* WHAT YOU SHOULD DO *
Report all lines from the entries below in which "stone" appears.

* TASK INPUT *
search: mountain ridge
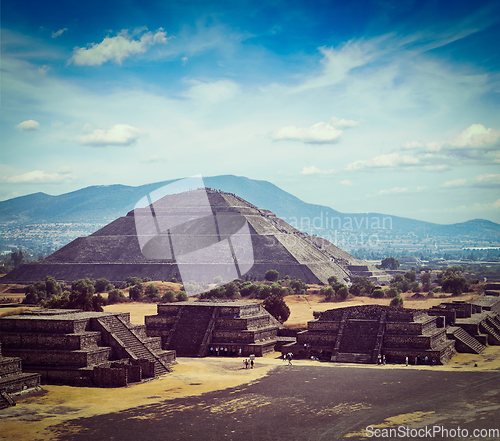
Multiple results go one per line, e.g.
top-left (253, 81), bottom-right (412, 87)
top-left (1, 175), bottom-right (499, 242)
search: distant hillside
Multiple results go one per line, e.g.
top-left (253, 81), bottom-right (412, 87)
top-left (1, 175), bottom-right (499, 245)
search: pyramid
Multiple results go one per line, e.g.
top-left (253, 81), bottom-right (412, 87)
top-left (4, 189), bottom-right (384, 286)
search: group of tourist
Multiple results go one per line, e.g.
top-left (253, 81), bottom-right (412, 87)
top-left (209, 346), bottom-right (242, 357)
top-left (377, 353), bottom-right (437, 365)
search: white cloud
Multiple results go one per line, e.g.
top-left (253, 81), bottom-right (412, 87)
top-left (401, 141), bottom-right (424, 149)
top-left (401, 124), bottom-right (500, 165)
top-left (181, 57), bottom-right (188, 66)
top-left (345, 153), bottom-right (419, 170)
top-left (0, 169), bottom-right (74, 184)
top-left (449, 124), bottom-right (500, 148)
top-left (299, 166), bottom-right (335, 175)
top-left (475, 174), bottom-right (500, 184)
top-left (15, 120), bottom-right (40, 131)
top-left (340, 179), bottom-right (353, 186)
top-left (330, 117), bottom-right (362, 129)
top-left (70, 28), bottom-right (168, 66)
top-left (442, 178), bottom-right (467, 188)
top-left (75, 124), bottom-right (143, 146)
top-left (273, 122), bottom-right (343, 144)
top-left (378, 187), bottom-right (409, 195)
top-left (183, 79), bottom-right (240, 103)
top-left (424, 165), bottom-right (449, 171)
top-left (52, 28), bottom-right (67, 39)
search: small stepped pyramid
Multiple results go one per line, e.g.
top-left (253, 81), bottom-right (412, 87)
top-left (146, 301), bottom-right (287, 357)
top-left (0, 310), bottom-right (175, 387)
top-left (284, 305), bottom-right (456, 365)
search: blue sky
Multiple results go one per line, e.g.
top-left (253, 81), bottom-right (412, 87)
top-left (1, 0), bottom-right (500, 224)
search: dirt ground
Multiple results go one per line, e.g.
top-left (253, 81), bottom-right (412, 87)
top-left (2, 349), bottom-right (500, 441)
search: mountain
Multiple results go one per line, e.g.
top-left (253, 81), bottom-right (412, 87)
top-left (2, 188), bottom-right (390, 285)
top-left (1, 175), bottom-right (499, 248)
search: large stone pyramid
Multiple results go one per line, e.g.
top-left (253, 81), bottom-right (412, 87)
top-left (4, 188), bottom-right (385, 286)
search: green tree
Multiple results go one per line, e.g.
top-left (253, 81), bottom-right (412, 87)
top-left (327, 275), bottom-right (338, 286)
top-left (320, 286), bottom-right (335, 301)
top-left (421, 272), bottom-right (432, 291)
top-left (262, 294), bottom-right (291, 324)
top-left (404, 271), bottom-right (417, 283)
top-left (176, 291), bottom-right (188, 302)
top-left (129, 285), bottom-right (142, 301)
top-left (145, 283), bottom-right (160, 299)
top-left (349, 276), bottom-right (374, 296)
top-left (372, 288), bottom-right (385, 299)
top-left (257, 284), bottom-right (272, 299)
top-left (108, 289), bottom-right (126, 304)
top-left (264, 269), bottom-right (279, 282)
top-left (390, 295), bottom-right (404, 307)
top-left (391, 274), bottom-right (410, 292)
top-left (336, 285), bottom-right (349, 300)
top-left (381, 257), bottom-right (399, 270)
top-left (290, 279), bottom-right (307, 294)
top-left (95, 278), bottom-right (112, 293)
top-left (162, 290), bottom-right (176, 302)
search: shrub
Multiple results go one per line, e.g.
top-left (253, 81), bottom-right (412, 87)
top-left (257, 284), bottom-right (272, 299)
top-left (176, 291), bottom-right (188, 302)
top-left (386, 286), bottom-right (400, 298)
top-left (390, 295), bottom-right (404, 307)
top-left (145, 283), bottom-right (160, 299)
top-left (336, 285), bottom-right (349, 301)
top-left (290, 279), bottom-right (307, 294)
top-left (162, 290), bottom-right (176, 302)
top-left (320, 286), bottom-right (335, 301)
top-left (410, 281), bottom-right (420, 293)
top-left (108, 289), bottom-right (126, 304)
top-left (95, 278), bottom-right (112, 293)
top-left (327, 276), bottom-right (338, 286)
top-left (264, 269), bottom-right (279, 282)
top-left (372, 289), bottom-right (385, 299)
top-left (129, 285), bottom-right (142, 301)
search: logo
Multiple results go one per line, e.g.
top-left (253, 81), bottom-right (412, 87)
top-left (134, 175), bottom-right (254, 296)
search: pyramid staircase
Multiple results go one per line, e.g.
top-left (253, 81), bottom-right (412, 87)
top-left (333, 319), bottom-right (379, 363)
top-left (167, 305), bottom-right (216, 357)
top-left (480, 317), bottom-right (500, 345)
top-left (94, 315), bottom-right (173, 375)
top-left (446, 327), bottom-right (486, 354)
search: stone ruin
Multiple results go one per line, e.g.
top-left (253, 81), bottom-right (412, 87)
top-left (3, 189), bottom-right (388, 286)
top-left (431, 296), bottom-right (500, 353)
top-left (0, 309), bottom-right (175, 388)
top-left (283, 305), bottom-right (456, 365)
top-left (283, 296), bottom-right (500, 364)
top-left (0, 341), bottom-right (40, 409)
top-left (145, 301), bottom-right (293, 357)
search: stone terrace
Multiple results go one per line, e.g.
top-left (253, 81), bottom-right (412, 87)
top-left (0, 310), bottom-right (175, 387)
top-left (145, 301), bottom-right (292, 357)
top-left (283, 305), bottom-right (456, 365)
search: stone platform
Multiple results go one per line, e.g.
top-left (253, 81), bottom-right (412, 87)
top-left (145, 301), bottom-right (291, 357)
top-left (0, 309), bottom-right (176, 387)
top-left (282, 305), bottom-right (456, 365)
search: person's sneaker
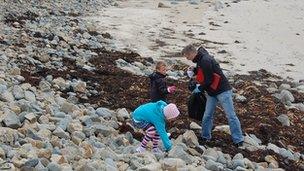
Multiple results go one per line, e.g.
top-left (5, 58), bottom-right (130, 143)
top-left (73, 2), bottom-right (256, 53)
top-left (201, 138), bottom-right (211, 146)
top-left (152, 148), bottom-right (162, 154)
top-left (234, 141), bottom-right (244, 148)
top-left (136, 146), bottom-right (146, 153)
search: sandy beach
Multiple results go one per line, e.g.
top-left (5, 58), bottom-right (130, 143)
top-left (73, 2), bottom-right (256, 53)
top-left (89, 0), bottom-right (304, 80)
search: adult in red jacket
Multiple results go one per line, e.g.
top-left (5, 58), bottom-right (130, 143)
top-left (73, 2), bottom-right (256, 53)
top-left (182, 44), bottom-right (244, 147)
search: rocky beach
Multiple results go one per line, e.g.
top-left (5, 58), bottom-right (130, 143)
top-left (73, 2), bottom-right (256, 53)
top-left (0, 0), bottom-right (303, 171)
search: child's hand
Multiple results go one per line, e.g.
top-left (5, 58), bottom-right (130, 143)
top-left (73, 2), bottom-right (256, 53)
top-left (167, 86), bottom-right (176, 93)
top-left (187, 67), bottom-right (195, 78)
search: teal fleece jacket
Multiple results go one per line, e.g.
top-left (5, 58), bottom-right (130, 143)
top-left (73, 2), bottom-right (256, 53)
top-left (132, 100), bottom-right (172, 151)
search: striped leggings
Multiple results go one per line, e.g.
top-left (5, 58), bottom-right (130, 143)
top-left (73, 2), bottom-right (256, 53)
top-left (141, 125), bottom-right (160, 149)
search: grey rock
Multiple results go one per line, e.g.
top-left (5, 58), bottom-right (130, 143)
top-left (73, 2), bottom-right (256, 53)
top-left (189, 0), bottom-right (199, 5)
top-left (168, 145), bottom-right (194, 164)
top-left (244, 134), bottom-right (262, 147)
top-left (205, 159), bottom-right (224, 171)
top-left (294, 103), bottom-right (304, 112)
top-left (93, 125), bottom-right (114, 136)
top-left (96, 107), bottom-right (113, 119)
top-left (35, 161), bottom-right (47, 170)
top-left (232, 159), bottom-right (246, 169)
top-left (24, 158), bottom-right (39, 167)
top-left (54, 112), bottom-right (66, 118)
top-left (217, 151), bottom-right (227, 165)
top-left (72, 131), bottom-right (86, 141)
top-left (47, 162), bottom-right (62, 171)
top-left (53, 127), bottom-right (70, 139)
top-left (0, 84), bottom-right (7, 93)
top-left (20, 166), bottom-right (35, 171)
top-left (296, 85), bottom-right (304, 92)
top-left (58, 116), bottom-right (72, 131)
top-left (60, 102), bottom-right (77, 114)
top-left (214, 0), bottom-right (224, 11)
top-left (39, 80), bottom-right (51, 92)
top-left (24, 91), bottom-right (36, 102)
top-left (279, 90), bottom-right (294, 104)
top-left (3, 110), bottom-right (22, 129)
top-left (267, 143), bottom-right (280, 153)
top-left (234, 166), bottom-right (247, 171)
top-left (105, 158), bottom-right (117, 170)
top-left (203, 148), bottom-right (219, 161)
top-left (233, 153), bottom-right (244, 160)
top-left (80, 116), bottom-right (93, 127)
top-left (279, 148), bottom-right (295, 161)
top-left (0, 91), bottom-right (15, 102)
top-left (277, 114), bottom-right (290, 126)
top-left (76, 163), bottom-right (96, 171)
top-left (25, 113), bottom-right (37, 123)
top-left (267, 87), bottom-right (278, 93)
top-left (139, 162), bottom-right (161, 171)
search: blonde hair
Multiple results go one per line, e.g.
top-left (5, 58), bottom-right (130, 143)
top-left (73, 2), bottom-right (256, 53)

* RESPONSE AREA *
search: large stone pyramid
search: stone ruin
search: stone terrace
search: stone platform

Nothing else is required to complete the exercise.